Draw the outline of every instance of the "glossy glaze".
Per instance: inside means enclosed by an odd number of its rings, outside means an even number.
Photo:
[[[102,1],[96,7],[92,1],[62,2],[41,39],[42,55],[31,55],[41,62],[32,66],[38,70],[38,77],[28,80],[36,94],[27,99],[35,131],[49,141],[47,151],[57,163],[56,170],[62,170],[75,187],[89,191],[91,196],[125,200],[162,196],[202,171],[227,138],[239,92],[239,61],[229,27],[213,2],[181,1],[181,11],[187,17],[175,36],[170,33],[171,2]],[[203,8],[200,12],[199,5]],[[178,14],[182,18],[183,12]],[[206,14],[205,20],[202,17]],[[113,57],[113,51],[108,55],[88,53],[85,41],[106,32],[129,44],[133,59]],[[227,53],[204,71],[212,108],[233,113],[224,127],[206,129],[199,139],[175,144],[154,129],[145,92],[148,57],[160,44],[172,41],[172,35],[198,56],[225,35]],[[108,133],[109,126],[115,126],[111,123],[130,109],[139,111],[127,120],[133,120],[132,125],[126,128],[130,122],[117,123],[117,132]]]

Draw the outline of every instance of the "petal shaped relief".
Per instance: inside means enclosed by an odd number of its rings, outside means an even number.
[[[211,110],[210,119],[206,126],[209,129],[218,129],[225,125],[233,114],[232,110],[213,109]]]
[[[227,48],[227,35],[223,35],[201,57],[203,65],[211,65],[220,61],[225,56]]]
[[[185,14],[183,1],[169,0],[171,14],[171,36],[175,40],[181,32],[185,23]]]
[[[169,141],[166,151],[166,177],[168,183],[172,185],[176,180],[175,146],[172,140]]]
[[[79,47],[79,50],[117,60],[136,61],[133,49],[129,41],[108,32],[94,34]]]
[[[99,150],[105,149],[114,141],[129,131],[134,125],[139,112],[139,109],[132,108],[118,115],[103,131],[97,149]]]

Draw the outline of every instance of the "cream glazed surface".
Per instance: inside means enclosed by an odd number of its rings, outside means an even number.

::::

◆ DIRECTION ◆
Extract all of the data shown above without alteration.

◆ RESPONSE TO THIS EXERCISE ◆
Draw the outline of every instance of the "glossy glaze".
Per instance: inside means enclosed by an odd number of its rings, outside means an even number.
Photo:
[[[102,1],[96,7],[92,1],[62,2],[41,39],[42,55],[31,55],[41,62],[32,66],[38,70],[38,77],[28,80],[36,94],[27,99],[35,131],[49,141],[47,151],[57,163],[56,170],[62,170],[75,187],[89,191],[91,196],[125,200],[162,196],[202,171],[227,138],[239,92],[239,61],[229,27],[213,2],[181,1],[181,11],[187,17],[175,36],[170,33],[171,2]],[[203,8],[200,12],[199,5]],[[178,14],[182,18],[183,12]],[[206,14],[205,20],[202,17]],[[113,57],[113,51],[108,55],[88,53],[85,41],[106,32],[129,44],[133,59]],[[227,53],[204,71],[212,108],[233,113],[224,127],[206,129],[199,139],[175,144],[154,129],[145,92],[148,57],[160,44],[172,41],[172,35],[198,56],[225,35]],[[108,133],[109,126],[115,126],[111,123],[130,109],[139,111],[127,120],[133,120],[132,125],[126,128],[130,122],[117,123],[117,132]]]

Draw the outline of every instance of the "petal shaped relief".
Per instance: inside means enclosed by an odd number of its rings, outside means an even number.
[[[211,110],[210,119],[206,126],[209,129],[218,129],[225,125],[233,114],[232,110],[213,109]]]
[[[227,48],[227,35],[223,35],[201,57],[203,65],[211,65],[220,61],[225,56]]]
[[[185,14],[183,1],[169,0],[171,14],[171,36],[175,40],[181,32],[185,23]]]
[[[169,141],[166,151],[166,177],[168,183],[172,185],[176,180],[175,146],[172,140]]]
[[[79,47],[79,50],[117,60],[136,61],[133,49],[129,41],[108,32],[94,34]]]
[[[99,150],[105,149],[114,141],[129,131],[134,125],[139,112],[139,109],[132,108],[118,115],[103,131],[97,149]]]

Draw the outline of every instance of the "cream glazed surface".
Per instance: inside means enclosed by an odd number of its rings, outside means an even number.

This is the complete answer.